* start Data records *

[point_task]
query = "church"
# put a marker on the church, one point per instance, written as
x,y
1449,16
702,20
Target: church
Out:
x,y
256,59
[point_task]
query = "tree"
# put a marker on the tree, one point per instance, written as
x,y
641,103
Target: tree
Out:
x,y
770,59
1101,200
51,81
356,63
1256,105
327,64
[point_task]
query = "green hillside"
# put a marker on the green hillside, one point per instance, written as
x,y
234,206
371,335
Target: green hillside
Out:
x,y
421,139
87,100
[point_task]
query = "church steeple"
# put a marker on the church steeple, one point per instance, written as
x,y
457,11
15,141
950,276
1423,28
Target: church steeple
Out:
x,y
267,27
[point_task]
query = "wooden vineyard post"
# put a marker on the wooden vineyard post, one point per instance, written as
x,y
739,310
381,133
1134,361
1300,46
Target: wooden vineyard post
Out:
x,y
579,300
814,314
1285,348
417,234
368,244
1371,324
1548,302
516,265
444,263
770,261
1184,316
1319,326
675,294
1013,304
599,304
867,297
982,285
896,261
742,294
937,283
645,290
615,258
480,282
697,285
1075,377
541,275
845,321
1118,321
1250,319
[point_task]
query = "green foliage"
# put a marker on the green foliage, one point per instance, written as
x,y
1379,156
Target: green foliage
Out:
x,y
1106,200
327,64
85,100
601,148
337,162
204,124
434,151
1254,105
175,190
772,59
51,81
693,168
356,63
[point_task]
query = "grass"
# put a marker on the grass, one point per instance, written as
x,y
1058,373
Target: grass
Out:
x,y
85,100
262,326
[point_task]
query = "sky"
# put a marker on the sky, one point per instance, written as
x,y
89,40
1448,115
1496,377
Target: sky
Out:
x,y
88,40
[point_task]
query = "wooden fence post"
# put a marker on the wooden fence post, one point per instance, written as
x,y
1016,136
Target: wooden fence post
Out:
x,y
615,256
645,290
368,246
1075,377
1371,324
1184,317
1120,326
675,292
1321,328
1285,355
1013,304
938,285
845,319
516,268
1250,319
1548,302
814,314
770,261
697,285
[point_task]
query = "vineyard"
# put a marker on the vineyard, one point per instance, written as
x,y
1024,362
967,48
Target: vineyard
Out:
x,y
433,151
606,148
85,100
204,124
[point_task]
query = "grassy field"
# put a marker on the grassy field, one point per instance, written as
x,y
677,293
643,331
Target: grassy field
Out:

* end Data records *

Direction
Reproduce the material exactly, with every line intact.

Final result
[point_task]
query = "church"
# put a marker on the church, one point per instance, written as
x,y
1449,16
702,20
Target: church
Out:
x,y
256,59
[point_task]
query = "tree"
# put a marker on the tree, one point per instance, written as
x,y
641,103
Target: tree
Out:
x,y
770,59
1101,200
51,81
356,63
1256,105
327,64
[point_task]
query = "green hillside"
# put a marker on the green hillside, one point per instance, written as
x,y
234,206
371,335
Target: green hillside
Out:
x,y
421,139
87,100
[point_task]
query = "church steeple"
# put a marker on the church steeple, one point per instance, written as
x,y
457,11
15,141
950,276
1423,28
Target: church steeple
Out:
x,y
267,27
[point_task]
query = "wooden vineyard post"
# put a marker on the wooden vineyard post, one point per instance, written as
x,y
739,310
381,133
1134,361
1300,46
Target: wooden vineyard post
Out:
x,y
579,300
814,314
1285,348
417,234
368,244
1371,324
1548,302
516,265
444,263
770,261
1184,316
1319,326
675,294
1013,304
599,304
867,297
982,285
896,261
742,294
937,283
645,290
615,258
480,282
697,285
1075,377
541,275
845,321
1118,321
1250,319
[point_task]
query = "green foliage"
# put a marker on the green foliage, one point per instance, written as
x,y
1379,156
Target: green foliage
Out:
x,y
1106,200
327,64
85,100
601,148
337,162
204,124
434,151
1254,105
175,190
772,59
51,81
693,168
356,63
[point_task]
query = "grass"
# put a marker on the grass, one point per instance, written as
x,y
1058,373
Target: grass
Out:
x,y
85,100
262,326
[point_task]
query = "sky"
# put a marker on the sky, one point per instance, written as
x,y
89,40
1448,115
1496,377
Target: sky
Out:
x,y
88,40
[point_task]
query = "wooden fence post"
# put a marker on the wooden fence post, one point per instance, written as
x,y
1016,136
Target: wooden fence post
Out:
x,y
615,256
645,290
368,246
1075,377
1371,324
1184,317
1120,326
675,292
1321,328
1285,355
1013,304
938,285
845,319
516,268
1250,319
1548,302
814,314
770,261
697,285
[point_task]
query = "vineyard"
# put a marker on the vineyard, one point per instance, written as
x,y
1024,362
967,48
Target: vineyard
Out:
x,y
433,151
606,148
85,100
204,124
[point_task]
query = "grassy field"
# put a marker on the grassy field, one point per instance, written as
x,y
677,293
643,331
Target: grassy field
Out:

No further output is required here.